* [What this task involves] Print every one of the rows below again, character for character and in the same order.

▽

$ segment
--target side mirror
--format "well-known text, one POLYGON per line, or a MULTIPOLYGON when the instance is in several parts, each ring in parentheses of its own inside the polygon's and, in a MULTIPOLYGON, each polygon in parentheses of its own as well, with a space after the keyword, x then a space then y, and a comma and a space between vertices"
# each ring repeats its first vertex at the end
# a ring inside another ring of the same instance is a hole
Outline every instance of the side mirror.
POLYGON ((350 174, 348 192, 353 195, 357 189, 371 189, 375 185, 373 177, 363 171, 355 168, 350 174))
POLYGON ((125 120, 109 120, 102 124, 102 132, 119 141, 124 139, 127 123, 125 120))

△

* [Written solution]
$ segment
--target side mirror
--format "well-known text, one POLYGON per line, or a MULTIPOLYGON when the instance is in several parts, each ring in parentheses of its own inside the polygon's and, in a MULTIPOLYGON, each polygon in parentheses of its own as well, with a space after the keyword, x then a space then y, and a comma and a space between vertices"
# each ring repeats its first vertex at the end
# a ring inside another ring of the same instance is a hole
Outline every instance of the side mirror.
POLYGON ((350 174, 348 192, 353 195, 357 189, 371 189, 375 185, 373 177, 363 171, 355 168, 350 174))
POLYGON ((125 120, 109 120, 102 124, 102 132, 119 141, 124 139, 127 123, 125 120))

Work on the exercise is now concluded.